> _Instruction_:
Starting at the line with "point: the short dark hair in this photo" in it, reproduce each line below through the last one, exactly, and include nothing else.

> _Input data_:
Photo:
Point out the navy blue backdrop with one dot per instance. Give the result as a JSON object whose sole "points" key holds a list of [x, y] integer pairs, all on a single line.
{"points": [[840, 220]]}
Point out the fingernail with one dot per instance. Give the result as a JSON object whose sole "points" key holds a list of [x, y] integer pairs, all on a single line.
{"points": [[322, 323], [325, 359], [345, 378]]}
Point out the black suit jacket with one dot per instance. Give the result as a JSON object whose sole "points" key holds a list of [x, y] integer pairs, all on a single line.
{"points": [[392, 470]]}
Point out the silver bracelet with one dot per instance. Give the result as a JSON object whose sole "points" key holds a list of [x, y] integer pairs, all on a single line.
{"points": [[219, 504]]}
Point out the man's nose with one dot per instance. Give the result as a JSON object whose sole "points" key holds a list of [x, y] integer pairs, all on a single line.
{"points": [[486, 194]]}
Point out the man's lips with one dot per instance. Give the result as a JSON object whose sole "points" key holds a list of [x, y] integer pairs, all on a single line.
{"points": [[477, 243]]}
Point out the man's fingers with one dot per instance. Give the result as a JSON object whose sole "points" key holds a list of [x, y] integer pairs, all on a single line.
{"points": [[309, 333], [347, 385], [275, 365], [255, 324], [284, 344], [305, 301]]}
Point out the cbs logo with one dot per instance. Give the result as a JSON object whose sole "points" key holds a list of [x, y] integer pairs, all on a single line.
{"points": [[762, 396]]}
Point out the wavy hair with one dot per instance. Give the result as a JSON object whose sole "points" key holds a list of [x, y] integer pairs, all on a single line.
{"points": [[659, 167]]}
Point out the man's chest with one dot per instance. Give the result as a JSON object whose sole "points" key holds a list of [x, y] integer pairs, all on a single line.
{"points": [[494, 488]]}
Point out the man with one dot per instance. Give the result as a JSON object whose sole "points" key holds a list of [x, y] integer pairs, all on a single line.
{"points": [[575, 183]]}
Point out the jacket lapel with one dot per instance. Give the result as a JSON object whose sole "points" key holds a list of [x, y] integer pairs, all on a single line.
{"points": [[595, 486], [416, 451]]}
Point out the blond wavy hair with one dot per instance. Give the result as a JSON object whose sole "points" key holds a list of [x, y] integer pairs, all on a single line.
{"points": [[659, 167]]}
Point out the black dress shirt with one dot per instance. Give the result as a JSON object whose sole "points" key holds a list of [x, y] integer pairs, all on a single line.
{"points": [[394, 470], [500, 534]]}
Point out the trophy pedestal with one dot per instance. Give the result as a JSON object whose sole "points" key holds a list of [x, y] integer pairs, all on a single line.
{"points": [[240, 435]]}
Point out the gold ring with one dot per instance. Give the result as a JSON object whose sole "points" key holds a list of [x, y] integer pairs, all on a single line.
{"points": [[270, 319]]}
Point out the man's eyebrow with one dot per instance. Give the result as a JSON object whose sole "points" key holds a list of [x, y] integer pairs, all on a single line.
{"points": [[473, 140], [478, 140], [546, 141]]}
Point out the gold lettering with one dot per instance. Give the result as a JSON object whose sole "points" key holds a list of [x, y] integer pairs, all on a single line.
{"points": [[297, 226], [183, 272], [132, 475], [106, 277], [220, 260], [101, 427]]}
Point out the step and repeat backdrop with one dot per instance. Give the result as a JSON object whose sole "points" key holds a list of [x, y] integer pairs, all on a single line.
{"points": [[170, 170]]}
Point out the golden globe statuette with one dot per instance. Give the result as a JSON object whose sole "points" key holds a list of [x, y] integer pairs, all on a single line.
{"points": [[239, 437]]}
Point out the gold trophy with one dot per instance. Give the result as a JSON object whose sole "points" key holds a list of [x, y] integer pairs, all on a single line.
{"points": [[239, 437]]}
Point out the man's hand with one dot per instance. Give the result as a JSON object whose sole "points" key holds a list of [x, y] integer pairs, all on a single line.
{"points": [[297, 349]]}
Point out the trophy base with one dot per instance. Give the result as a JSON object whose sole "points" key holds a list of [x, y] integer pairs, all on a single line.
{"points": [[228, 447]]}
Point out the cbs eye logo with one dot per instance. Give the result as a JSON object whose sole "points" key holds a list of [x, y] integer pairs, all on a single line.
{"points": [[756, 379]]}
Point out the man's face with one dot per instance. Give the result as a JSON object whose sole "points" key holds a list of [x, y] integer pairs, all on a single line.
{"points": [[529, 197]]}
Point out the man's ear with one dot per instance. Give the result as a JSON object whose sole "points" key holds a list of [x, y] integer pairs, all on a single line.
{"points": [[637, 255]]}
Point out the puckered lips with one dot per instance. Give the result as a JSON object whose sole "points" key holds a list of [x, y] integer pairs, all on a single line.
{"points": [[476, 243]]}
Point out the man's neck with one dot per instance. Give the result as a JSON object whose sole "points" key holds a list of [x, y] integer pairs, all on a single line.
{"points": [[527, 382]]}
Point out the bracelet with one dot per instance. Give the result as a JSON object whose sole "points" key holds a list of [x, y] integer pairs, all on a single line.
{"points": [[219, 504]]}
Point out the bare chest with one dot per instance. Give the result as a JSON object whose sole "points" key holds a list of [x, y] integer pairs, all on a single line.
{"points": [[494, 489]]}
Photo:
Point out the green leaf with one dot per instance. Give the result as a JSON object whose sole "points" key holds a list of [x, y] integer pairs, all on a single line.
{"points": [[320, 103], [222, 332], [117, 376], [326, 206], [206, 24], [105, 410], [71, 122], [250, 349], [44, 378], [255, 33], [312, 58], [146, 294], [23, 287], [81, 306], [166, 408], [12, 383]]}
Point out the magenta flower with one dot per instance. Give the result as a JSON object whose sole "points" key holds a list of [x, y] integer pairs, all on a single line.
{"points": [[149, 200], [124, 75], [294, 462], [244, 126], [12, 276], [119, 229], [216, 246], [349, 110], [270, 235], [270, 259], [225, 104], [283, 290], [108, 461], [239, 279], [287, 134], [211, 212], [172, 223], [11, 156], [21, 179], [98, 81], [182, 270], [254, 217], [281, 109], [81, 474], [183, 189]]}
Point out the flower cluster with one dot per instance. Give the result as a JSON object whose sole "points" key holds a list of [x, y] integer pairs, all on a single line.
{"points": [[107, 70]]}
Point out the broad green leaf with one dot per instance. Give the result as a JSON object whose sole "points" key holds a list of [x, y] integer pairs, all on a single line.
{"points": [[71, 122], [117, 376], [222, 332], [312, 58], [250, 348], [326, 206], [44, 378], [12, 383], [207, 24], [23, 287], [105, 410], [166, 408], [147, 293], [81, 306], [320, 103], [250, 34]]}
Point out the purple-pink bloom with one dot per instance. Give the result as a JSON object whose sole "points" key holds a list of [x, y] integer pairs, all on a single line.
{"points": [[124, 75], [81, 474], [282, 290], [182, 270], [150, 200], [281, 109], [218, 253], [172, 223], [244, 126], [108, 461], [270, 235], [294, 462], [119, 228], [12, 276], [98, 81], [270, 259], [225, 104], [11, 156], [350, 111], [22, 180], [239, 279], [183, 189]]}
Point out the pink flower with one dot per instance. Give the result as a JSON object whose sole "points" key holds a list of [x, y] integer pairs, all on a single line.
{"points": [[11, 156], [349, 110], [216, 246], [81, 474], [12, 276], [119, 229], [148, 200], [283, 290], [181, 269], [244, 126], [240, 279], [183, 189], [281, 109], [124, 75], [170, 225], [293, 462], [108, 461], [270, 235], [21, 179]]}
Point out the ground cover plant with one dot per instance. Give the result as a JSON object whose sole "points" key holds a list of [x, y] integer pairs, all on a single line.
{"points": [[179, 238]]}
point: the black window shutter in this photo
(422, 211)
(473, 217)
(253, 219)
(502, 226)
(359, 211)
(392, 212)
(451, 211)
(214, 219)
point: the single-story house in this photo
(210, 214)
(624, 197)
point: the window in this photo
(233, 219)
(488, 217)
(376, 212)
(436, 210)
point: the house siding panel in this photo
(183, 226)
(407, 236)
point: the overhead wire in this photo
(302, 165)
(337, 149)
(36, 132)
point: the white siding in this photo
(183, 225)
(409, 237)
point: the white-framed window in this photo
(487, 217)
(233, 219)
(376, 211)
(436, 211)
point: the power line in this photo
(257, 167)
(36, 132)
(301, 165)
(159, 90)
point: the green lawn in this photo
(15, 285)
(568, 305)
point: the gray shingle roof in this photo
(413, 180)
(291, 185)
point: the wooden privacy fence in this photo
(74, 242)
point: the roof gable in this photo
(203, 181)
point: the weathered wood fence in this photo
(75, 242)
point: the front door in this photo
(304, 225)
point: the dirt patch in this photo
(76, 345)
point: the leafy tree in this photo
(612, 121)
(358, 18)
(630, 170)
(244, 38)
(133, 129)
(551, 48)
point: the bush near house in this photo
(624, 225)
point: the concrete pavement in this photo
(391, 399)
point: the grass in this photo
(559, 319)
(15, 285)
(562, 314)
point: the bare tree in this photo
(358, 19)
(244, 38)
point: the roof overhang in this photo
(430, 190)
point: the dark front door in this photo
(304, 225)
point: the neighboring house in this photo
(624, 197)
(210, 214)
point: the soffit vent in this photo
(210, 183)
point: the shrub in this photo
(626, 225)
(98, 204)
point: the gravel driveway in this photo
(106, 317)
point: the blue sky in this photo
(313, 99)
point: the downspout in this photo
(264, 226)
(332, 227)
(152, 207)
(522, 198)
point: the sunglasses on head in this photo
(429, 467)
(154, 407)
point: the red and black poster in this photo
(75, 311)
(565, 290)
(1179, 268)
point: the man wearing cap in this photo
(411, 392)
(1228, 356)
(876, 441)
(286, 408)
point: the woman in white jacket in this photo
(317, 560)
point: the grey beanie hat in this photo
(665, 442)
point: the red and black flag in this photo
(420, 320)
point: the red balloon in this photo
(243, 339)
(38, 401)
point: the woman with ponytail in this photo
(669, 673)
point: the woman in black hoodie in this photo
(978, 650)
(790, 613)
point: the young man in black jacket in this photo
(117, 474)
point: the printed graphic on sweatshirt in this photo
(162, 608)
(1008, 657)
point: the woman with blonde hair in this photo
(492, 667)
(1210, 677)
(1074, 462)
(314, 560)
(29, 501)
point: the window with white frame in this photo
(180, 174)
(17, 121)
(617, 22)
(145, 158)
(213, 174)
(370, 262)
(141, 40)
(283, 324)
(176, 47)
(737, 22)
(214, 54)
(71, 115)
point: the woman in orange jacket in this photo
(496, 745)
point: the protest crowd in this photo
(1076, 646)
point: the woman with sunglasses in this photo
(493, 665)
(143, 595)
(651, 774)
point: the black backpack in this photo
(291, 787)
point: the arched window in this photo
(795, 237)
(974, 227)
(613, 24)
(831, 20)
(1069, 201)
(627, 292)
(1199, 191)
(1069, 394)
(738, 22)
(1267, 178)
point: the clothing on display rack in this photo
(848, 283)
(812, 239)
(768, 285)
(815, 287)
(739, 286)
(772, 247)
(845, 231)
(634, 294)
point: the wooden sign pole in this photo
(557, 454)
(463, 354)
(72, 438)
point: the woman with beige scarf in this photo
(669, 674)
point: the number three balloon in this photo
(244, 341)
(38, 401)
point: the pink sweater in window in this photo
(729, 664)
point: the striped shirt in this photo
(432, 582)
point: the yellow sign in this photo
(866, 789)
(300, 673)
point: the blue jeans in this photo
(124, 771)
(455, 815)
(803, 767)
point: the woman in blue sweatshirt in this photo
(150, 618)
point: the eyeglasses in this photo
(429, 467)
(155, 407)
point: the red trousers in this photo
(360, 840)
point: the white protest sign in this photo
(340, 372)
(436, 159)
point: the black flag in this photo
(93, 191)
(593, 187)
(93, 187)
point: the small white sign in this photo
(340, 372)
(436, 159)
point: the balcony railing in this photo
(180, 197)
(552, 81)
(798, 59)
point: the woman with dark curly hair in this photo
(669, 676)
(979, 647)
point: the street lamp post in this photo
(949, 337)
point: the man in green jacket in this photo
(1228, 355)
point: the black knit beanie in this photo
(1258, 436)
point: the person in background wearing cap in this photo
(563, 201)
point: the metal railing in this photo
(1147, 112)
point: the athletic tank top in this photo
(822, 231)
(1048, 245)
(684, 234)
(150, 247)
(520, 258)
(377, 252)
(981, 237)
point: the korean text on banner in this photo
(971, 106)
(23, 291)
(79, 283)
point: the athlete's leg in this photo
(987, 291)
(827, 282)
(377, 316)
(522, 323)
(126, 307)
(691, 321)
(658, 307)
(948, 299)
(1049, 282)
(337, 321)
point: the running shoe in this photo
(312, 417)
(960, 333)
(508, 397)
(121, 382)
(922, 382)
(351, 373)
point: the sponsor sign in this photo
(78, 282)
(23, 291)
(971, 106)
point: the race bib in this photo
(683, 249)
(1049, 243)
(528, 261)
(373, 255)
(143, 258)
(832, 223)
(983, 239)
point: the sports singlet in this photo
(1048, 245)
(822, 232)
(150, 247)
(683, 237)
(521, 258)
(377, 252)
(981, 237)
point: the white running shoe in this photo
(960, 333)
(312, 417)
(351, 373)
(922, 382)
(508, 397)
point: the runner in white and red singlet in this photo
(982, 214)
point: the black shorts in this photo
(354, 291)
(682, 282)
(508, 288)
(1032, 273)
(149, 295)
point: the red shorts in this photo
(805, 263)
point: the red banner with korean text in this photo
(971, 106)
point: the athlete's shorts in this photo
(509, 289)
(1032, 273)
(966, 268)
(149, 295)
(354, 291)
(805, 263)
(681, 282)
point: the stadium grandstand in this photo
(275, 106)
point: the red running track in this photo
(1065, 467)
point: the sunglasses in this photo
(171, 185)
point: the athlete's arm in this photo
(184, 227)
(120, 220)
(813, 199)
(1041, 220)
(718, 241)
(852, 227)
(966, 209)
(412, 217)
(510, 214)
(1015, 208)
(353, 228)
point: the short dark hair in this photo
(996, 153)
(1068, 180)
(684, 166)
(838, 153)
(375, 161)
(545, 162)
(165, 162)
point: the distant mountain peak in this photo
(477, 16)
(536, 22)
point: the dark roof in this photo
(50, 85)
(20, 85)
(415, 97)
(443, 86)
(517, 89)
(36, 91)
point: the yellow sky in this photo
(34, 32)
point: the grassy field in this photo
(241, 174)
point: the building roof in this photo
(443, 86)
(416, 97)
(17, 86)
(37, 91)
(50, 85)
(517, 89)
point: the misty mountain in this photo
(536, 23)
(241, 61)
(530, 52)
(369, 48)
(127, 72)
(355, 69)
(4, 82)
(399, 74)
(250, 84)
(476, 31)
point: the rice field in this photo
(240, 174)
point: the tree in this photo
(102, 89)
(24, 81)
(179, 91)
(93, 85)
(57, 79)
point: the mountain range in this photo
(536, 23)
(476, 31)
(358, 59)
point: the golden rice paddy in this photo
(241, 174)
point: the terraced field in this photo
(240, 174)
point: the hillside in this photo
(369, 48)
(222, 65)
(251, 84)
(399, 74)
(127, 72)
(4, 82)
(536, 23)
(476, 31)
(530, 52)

> _Full answer_:
point: the short dark hair in this photo
(996, 153)
(1068, 180)
(684, 166)
(838, 153)
(375, 161)
(545, 162)
(165, 162)
point: the distant mountain peak in this photo
(477, 16)
(536, 22)
point: the dark roof in this photo
(50, 85)
(20, 85)
(415, 97)
(443, 86)
(517, 89)
(36, 91)
point: the yellow sky in this photo
(34, 32)
point: the grassy field in this photo
(241, 174)
point: the building roof in this photo
(443, 86)
(416, 97)
(17, 86)
(37, 91)
(50, 85)
(517, 89)
point: the misty mountain in this photo
(536, 23)
(241, 61)
(530, 52)
(369, 48)
(127, 72)
(355, 69)
(4, 82)
(399, 74)
(250, 84)
(476, 31)
point: the rice field in this photo
(240, 174)
point: the tree in this photo
(102, 89)
(24, 81)
(179, 91)
(93, 85)
(57, 79)
point: the mountain range in this photo
(536, 23)
(476, 31)
(358, 59)
point: the golden rice paddy in this photo
(241, 174)
point: the terraced field in this photo
(240, 174)
point: the hillside in this photo
(369, 48)
(222, 65)
(251, 84)
(399, 74)
(127, 72)
(4, 82)
(536, 23)
(476, 31)
(530, 52)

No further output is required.